O que fazer ▸ Por favor, transcreva sem alterações a parte do texto sobre a indústria automobilística que começa em "E o atual patamar" e termina em "os veículos elétricos.".

Trecho para leitura ▸
☆ ☆ ☆ ☆ ☆ ☆ ☆

Há o que se aprender sobre a relatividade dos números com os recentes resultados obtidos pela indústria automobilística brasileira. A produção de veículos aumentou 37% em março, em comparação a fevereiro. Ela também cresceu 20% em relação a março do ano passado. Registrou ainda um avanço de 8% nos primeiros três meses de 2023, ante o mesmo período de 2022.

Visto por esse ângulo, tudo parece excelente. E seria, não fosse o fato de o primeiro trimestre do ano passado, ou seja, a base de toda a comparação, ter sido o pior momento do setor desde 2004 – em quase duas décadas, portanto. Assim, em 2023, as montadoras estão num nível apenas ligeiramente superior (exatos 8%) ao que estiveram numa fase péssima.

E o atual patamar parece tão desconfortável que Márcio de Lima Leite, o presidente da Associação Nacional de Fabricantes de Veículos Automotores (Anfavea), entidade que reúne as principais indústrias desse segmento, acredita que fábricas do ramo, a maioria de porte global, podem deixar o país. Algo que surpreende, mas já ocorreu com a Ford, em 2021.

Leite não diz que essa possibilidade está em debate, nem sequer que haja candidatas para a debandada. Afirma que, para chegar a tal conclusão, faz uma “análise de mercado”. Com base em quais dados e a partir de qual lógica? É o que ele explica a seguir, em entrevista ao Metrópoles, na qual também trata das reais chances de prosperaram no Brasil tanto o “novo” carro popular como os veículos elétricos.

☆ ☆ ☆ ☆ ☆ ☆ ☆

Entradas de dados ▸

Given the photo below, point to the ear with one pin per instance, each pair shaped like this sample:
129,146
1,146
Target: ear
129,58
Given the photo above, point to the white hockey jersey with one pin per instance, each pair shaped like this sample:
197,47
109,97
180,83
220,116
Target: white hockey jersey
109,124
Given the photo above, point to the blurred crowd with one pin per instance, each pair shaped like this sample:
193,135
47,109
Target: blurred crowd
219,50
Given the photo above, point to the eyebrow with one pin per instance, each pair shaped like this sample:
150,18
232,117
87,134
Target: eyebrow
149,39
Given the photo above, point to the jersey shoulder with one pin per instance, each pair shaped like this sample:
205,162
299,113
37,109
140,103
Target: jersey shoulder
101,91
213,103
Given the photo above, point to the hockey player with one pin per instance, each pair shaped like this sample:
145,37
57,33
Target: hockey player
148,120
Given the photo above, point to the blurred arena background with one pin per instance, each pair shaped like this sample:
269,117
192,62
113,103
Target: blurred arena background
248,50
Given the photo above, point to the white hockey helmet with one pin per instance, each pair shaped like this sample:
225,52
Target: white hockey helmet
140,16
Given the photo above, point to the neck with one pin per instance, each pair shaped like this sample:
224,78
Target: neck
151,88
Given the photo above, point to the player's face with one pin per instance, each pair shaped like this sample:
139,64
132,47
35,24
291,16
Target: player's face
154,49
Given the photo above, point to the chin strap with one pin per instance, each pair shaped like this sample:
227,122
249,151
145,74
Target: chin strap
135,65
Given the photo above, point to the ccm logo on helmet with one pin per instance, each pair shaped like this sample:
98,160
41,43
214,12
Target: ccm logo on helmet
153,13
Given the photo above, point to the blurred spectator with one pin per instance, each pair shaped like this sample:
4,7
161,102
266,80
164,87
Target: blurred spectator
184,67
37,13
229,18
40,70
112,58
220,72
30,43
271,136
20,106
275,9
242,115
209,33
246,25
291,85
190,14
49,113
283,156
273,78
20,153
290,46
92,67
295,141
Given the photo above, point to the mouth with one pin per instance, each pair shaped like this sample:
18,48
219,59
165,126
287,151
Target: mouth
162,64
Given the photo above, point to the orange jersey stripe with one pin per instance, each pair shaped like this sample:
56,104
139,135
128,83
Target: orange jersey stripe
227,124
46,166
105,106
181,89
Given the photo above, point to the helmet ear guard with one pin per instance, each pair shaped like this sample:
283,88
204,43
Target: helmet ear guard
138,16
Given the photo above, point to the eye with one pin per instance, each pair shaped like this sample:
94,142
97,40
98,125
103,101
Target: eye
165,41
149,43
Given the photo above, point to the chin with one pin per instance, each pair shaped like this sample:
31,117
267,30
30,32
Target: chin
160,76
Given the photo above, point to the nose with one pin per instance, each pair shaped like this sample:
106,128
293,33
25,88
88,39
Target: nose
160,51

☆ ☆ ☆ ☆ ☆ ☆ ☆

Resposta escrita ▸
E o atual patamar parece tão desconfortável que Márcio de Lima Leite, o presidente da Associação Nacional de Fabricantes de Veículos Automotores (Anfavea), entidade que reúne as principais indústrias desse segmento, acredita que fábricas do ramo, a maioria de porte global, podem deixar o país. Algo que surpreende, mas já ocorreu com a Ford, em 2021.

Leite não diz que essa possibilidade está em debate, nem sequer que haja candidatas para a debandada. Afirma que, para chegar a tal conclusão, faz uma “análise de mercado”. Com base em quais dados e a partir de qual lógica? É o que ele explica a seguir, em entrevista ao Metrópoles, na qual também trata das reais chances de prosperaram no Brasil tanto o “novo” carro popular como os veículos elétricos.